_ACTIVITY_: Each line of the records below that holds "memorial" should be returned.

Natural language region descriptions:
BEGIN
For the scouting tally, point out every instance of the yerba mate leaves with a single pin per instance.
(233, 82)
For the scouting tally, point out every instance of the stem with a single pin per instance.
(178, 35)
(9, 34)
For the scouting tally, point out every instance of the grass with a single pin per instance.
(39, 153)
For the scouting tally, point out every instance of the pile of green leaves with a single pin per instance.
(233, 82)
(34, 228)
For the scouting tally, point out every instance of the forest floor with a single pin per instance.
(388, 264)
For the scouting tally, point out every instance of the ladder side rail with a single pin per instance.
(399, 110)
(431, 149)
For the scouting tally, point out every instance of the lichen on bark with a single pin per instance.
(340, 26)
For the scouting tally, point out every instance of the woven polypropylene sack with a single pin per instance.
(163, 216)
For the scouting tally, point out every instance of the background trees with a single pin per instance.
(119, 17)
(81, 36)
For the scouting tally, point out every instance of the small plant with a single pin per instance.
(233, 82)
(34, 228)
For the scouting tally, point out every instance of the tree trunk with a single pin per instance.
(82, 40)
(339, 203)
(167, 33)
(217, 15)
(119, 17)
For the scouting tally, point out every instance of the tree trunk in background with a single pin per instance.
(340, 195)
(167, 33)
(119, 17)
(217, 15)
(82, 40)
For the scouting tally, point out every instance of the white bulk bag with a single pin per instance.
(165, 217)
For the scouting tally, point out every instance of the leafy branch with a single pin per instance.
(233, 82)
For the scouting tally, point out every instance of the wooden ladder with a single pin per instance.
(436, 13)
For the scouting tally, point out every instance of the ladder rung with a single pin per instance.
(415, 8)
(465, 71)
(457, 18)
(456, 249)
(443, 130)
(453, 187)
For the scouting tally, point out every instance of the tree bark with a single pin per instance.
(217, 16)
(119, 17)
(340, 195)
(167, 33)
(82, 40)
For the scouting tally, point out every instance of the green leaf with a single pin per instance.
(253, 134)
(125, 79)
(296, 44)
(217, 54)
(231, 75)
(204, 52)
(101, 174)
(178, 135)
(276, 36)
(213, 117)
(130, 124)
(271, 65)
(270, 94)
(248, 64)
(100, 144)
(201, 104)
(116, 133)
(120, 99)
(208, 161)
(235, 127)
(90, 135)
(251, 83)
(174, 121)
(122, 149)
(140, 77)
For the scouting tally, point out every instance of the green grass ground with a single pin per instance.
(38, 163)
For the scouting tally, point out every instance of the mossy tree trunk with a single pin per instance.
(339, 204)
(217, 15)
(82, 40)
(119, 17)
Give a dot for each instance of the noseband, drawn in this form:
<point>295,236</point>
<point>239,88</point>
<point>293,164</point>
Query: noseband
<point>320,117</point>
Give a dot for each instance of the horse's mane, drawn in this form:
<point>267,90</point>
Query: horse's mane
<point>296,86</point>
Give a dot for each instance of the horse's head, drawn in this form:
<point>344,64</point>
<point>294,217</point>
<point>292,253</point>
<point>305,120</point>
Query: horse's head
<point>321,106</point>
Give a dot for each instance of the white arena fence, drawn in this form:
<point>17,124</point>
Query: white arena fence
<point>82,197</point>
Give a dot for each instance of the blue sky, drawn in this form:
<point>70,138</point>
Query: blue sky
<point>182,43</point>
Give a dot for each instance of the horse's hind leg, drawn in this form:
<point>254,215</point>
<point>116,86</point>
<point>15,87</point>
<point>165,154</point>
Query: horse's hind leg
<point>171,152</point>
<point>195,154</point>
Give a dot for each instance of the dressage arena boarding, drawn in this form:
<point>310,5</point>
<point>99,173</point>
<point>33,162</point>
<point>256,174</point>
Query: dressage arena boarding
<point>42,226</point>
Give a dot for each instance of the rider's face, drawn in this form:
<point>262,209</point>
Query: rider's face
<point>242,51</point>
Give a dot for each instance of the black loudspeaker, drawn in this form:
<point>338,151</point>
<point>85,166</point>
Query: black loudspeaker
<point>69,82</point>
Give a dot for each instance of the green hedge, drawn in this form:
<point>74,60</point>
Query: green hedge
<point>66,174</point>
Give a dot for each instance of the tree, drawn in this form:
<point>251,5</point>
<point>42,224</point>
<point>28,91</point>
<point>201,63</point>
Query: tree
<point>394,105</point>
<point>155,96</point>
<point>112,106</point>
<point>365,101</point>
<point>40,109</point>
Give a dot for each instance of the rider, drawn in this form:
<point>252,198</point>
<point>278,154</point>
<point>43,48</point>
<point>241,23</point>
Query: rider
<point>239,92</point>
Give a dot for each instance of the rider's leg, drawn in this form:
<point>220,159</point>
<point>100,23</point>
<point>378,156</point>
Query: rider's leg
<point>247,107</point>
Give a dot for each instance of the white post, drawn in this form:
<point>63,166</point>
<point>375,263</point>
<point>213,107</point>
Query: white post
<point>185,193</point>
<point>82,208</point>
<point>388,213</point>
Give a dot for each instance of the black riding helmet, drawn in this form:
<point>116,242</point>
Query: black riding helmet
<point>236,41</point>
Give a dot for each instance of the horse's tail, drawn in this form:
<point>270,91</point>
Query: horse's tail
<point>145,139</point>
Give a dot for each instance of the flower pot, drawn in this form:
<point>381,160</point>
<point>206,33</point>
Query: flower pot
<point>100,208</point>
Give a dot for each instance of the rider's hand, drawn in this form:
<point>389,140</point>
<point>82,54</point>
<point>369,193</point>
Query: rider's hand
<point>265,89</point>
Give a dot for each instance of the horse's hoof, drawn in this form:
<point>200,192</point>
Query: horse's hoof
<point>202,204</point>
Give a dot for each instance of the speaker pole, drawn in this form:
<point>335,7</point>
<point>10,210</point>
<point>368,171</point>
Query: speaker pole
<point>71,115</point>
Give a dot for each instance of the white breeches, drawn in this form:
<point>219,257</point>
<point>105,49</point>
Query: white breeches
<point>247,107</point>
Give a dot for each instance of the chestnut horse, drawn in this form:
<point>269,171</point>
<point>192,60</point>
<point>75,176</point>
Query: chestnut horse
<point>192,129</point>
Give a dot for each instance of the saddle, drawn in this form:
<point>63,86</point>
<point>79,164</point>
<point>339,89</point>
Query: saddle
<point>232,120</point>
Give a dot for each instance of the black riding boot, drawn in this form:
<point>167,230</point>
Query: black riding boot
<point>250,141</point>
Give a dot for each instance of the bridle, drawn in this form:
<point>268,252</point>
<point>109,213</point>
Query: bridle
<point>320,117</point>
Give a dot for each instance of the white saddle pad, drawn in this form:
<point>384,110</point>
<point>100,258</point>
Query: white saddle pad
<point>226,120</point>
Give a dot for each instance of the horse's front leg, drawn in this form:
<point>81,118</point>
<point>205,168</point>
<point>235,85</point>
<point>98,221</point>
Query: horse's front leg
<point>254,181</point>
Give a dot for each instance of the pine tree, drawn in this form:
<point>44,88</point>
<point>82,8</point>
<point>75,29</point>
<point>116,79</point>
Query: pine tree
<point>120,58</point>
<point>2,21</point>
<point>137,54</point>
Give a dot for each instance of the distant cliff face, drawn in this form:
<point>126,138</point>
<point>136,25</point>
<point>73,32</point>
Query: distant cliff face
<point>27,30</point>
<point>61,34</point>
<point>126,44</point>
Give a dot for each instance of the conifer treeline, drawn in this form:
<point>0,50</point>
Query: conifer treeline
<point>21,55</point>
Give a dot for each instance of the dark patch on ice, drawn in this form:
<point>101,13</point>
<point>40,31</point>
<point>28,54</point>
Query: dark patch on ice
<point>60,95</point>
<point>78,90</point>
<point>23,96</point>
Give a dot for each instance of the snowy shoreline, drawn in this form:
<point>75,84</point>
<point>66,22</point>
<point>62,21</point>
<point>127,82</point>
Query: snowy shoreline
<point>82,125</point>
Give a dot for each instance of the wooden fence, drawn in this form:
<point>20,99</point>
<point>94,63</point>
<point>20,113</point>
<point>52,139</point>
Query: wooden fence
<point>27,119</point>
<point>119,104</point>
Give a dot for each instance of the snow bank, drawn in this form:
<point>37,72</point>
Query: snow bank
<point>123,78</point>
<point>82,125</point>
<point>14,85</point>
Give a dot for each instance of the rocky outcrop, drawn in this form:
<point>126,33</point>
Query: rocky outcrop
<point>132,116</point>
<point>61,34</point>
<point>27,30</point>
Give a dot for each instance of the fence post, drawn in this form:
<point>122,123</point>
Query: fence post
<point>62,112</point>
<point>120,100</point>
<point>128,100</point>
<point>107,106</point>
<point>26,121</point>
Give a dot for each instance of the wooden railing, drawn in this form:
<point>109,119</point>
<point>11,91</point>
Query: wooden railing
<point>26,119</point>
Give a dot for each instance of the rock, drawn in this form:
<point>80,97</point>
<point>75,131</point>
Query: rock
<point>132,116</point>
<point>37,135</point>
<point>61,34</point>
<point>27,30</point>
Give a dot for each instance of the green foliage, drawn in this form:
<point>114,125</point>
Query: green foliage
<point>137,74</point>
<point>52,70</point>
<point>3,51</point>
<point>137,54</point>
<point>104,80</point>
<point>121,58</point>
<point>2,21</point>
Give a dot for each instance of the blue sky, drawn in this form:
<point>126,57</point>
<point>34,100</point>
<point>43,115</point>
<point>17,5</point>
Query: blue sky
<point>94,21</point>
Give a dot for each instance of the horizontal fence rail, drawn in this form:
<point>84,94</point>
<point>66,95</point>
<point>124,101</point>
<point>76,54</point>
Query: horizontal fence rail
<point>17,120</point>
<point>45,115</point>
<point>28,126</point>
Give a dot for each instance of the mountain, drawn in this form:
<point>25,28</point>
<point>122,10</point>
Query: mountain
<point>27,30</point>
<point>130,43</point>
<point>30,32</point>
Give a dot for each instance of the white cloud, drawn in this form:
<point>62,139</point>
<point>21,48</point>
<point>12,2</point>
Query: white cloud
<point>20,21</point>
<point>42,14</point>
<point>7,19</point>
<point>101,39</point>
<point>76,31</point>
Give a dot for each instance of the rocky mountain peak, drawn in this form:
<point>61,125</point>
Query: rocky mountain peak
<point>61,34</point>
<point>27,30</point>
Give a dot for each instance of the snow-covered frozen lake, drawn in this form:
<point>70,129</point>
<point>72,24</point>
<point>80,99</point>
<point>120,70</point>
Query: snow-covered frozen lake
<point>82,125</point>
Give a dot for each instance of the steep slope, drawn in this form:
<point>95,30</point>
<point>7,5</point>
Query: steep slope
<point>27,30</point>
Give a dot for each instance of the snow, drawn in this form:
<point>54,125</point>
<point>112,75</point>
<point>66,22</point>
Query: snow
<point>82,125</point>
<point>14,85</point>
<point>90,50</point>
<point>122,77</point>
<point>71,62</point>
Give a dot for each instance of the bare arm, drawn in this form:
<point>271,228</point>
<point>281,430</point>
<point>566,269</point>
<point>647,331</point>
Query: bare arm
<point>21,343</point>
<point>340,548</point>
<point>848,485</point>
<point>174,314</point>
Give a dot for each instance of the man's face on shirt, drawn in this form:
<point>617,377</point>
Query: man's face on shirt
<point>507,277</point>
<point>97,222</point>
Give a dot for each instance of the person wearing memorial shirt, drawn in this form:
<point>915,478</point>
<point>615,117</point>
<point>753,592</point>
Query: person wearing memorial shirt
END
_ANSWER TO THIS EXERCISE_:
Give a dot for each instance of the person wearing memorial shirt, drawn in this form:
Query: person wearing memorial shirt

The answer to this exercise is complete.